*Extrait du texte*.
┌────────
Sur le bien-fondé du jugement :

2. En premier lieu, il ressort des pièces du dossier de première instance que devant le tribunal administratif de la Polynésie française M. A... n'a soulevé, à l'encontre de la décision en litige, qu'un moyen de légalité interne tiré de l'erreur d'appréciation des faits. Par suite, M. A... n'est pas recevable à soulever, pour la première fois en appel, un moyen de légalité externe tiré de ce que le rapport d'enquête administrative ne permet pas de savoir si l'enquêteur a été dûment habilité à recueillir les données personnelles le concernant, conformément aux dispositions de l'article R. 40-28 du code de la sécurité intérieure. En effet, ce moyen, qui n'est pas d'ordre public, procède d'une cause juridique nouvelle. Il est donc irrecevable et doit, pour ce motif, être écarté.

3. En second lieu, il ressort des termes de l'article 5 de la loi susvisée du 13 juillet 1983, dans sa version applicable, que : " Sous réserve des dispositions de l'article 5 bis Nul ne peut avoir la qualité de fonctionnaire : (...) 3° Le cas échéant, si les mentions portées au bulletin n° 2 de son casier judiciaire sont incompatibles avec l'exercice des fonctions (...) ". Aux termes de l'article L. 114-1 du code de la sécurité intérieure : " I. - Les décisions administratives de recrutement, d'affectation, de titularisation, d'autorisation, d'agrément ou d'habilitation, prévues par des dispositions législatives ou réglementaires, concernant soit les emplois publics participant à l'exercice des missions de souveraineté de l'Etat, soit les emplois publics ou privés relevant du domaine de la sécurité ou de la défense, soit les emplois privés ou activités privées réglementées relevant des domaines des jeux, paris et courses, soit l'accès à des zones protégées en raison de l'activité qui s'y exerce, soit l'utilisation de matériels ou produits présentant un caractère dangereux, peuvent être précédées d'enquêtes administratives destinées à vérifier que le comportement des personnes physiques ou morales intéressées n'est pas incompatible avec l'exercice des fonctions ou des missions envisagées. Ces enquêtes peuvent donner lieu à la consultation de traitements automatisés de données à caractère personnel relevant de l'article 31 de la loi n° 78-17 du 6 janvier 1978 relative à l'informatique, aux fichiers et aux libertés, à l'exception des fichiers d'identification. Les conditions dans lesquelles les personnes intéressées sont informées de cette consultation sont précisées par décret (....) ". Enfin, l'article 4 du décret susvisé du 9 mai 1995 dispose : " Outre les conditions générales prévues par l'article L. 321-1 du code général de la fonction publique et les conditions spéciales prévues par les statuts particuliers, nul ne peut être nommé à un emploi des services actifs de la police nationale : (...) 3° Si sa candidature n'a pas reçu l'agrément du ministre de l'intérieur ".
└────────
*Données fournies*.
┌────────
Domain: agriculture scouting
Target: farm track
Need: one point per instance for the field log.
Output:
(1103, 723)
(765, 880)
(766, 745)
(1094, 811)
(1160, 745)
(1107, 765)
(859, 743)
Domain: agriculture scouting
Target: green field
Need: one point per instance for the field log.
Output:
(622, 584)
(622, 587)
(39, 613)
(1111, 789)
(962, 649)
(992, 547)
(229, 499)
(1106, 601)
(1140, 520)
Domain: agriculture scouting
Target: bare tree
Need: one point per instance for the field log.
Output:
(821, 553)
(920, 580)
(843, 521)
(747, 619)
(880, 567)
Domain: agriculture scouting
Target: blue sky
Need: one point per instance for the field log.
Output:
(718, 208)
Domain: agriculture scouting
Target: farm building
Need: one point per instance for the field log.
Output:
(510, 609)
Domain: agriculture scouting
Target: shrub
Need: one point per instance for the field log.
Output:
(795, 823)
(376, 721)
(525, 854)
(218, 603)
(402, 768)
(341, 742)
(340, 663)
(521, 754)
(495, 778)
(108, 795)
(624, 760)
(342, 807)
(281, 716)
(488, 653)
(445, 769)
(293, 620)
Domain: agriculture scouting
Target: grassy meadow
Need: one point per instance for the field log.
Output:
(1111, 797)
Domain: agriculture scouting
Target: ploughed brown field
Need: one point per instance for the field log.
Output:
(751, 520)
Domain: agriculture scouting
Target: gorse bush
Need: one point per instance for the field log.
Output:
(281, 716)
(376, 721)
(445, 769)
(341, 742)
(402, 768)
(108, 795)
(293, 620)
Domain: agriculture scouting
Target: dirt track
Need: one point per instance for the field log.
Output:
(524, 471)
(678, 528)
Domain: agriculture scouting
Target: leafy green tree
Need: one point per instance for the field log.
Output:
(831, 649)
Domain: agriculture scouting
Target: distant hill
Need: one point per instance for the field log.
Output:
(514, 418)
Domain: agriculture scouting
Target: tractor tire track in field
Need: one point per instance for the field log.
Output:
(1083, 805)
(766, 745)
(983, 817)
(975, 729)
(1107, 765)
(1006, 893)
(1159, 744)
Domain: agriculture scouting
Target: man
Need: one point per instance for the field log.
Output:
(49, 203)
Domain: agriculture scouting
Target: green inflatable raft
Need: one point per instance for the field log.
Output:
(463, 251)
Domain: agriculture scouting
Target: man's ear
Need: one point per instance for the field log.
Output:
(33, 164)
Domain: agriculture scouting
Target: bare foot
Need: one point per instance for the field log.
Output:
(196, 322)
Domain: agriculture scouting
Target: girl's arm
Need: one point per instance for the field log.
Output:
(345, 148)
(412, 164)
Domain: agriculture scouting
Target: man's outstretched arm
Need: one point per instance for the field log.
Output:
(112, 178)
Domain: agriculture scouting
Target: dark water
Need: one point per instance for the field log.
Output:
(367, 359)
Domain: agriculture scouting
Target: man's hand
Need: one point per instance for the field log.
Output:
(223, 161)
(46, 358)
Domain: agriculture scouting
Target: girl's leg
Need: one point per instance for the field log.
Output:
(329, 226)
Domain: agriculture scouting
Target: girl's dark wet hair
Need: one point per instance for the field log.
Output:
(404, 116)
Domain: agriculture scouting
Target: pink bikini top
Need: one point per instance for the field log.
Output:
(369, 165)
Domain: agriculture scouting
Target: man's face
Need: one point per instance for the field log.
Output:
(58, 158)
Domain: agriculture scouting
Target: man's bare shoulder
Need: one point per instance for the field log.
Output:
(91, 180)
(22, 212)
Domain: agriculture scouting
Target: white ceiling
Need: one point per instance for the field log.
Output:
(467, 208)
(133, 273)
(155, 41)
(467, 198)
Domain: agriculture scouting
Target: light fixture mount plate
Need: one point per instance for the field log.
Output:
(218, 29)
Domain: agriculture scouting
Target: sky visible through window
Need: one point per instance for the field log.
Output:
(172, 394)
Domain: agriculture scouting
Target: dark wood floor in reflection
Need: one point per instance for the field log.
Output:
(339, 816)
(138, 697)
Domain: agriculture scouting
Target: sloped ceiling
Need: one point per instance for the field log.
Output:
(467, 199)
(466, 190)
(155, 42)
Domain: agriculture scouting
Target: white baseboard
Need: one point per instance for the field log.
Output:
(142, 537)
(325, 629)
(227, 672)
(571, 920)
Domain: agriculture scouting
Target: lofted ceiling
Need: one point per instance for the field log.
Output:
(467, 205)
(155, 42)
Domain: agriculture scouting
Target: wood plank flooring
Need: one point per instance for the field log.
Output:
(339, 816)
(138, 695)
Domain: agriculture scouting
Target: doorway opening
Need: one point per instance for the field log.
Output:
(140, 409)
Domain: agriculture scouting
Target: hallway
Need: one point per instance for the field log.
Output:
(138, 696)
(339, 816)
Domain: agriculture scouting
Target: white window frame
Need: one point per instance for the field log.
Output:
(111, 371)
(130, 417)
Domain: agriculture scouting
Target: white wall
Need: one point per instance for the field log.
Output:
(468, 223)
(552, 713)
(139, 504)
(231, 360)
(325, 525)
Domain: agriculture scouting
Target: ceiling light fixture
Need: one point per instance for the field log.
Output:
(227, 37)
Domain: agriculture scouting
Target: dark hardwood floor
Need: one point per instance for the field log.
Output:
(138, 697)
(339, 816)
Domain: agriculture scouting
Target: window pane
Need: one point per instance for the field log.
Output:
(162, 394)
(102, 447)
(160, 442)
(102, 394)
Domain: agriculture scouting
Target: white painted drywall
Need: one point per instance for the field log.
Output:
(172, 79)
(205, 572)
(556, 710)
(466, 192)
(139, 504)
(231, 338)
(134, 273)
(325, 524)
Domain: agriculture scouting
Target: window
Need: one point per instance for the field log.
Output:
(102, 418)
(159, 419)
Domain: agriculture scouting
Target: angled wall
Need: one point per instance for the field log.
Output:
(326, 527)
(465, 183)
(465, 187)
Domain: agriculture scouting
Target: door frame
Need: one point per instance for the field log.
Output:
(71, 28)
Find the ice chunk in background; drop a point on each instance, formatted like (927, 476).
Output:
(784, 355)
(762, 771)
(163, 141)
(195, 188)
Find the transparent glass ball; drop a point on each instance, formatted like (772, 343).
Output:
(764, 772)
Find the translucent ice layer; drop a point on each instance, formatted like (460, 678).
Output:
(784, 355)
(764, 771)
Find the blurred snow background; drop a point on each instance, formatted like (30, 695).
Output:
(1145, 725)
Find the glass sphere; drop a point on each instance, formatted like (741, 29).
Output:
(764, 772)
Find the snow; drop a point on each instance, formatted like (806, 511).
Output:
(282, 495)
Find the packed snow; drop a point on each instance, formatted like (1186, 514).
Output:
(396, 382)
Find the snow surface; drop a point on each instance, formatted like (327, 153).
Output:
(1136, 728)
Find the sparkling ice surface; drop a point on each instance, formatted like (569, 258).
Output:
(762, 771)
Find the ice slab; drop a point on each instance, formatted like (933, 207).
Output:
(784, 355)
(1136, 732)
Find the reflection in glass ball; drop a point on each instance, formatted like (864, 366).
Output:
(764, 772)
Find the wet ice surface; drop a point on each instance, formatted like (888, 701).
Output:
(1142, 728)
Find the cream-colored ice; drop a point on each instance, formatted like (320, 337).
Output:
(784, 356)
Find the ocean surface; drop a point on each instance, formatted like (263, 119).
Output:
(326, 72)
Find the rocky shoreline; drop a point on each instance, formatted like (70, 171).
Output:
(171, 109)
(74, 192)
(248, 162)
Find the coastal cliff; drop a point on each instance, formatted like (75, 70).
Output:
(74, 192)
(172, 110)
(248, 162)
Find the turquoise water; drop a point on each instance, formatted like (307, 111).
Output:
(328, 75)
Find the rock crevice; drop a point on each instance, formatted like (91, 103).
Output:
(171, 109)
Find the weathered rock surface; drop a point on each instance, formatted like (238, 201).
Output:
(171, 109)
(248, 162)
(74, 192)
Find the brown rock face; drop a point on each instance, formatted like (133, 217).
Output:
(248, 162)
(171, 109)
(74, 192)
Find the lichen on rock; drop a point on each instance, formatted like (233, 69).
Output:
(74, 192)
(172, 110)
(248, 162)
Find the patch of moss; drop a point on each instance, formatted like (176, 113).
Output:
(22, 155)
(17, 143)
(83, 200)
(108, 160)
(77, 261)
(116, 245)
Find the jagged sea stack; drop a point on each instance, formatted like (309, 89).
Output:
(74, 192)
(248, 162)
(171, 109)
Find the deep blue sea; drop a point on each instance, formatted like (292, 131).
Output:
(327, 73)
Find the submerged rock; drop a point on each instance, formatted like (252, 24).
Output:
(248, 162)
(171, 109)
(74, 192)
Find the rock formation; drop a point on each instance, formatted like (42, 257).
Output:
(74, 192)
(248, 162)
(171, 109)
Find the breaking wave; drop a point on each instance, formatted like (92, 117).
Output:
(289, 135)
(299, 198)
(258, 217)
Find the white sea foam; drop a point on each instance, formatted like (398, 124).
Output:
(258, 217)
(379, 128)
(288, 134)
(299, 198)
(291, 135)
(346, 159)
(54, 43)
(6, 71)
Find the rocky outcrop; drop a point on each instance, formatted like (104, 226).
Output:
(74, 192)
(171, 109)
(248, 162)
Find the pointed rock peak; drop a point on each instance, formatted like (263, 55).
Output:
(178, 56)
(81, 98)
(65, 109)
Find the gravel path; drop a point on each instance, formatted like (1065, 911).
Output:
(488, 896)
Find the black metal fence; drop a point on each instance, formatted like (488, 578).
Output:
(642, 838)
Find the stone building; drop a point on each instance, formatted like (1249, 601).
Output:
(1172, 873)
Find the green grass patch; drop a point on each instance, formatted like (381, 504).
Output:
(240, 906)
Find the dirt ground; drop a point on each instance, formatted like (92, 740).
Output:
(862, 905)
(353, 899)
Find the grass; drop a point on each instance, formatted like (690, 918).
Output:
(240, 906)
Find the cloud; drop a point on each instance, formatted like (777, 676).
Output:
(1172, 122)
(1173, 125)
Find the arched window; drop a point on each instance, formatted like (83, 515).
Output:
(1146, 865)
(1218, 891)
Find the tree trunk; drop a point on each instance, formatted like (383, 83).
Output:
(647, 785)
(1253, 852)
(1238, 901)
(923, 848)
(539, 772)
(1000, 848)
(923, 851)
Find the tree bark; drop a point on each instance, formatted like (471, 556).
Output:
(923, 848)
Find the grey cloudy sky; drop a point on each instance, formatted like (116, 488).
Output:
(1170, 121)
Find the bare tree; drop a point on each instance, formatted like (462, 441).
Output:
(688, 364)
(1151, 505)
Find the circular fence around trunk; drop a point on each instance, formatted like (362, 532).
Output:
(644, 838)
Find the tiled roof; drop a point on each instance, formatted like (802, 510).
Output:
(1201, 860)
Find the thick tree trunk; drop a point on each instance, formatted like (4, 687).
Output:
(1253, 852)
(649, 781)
└────────
*Énoncé écrit*.
Reprenez, s'il vous plaît, l'extrait de décision de justice sur l'appel de M. A... et poursuivez-le après sa dernière phrase.

*Réponse à l'exercice*.
4. En l'espèce, pour refuser de faire droit à la demande d'agrément de M. A...,

le haut-commissaire de République en Polynésie française s'est fondé sur le fait que l'intéressé avait été condamné le 25 janvier 2017 par le tribunal correctionnel à trois mois de prison avec sursis, cent-vingt heures de travaux d'intérêt général et une obligation de soins, pour violences volontaires commises le 14 novembre 2016 sur sa conjointe, ces violences ayant entraîné six jours d'incapacité totale de travail. Cette condamnation a été inscrite au bulletin n° 2 du casier judiciaire de M. A.... Le haut-commissaire de la République en Polynésie française s'est également fondé sur les conclusions de l'enquête administrative diligentée, laquelle a mis en exergue la concordance des propos de M. A... avec diverses infractions et délits qu'il aurait commis entre 2008 et 2019, notamment de conduite sous l'emprise d'un état alcoolique, de violences sur conjoint et violences aggravées. M. A... reconnaît ces faits. Pour autant, il en conteste la gravité, invoquant leur ancienneté, son jeune âge lorsqu'il les a commis et la circonstance, s'agissant des violences sur son épouse, qu'elles sont intervenues dans un contexte de forte mésentente conjugale. Il produit par ailleurs plusieurs attestations de proches faisant état de ce qu'il a mûri, qu'il est " un homme meilleur " et qu'il a trouvé une stabilité. Il produit également une attestation de la psychologue auprès de l'association polyvalente d'actions socio-judiciaires (APAJ) indiquant qu'il suit avec assiduité les séances du groupe de parole destiné aux auteurs de violences conjugales. Toutefois, ces éléments, même s'ils semblent attester d'une prise de conscience de l'intéressé et d'une amélioration récente de son comportement, ne permettent pas, compte tenu de la gravité des faits commis et de leur réitération sur plusieurs années, de considérer que le haut-commissaire de la République en Polynésie française a commis une erreur d'appréciation en considérant que le comportement de M. A... n'était pas compatible avec les garanties exigées pour exercer les fonctions de gardien de la paix. Le moyen doit donc être écarté.

5. Il résulte de tout ce qui précède que M. A... n'est pas fondé à soutenir que c'est à tort que, par le jugement attaqué, le tribunal administratif de la Polynésie française a rejeté sa demande. Par voie de conséquence, ses conclusions à fin d'injonction ainsi que celles présentées sur le fondement de l'article L. 761-1 du code de justice administrative ne peuvent qu'être rejetées.

DÉCIDE :

Article 1er : La requête de M. A... est rejetée.

Article 2 : Le présent arrêt sera notifié à M. B... A... et au ministre de l'intérieur et des outre-mer.

Copie en sera adressée au haut-commissaire de la République en Polynésie française.

Délibéré après l'audience du 14 avril 2023 à laquelle siégeaient :

- Mme Heers, présidente,

- Mme Briançon, présidente-assesseure,

- Mme d'Argenlieu, première conseillère.

Rendu public par mise à disposition au greffe, le 28 avril 2023.

La rapporteure,

L. d'ARGENLIEULa présidente,

M. C...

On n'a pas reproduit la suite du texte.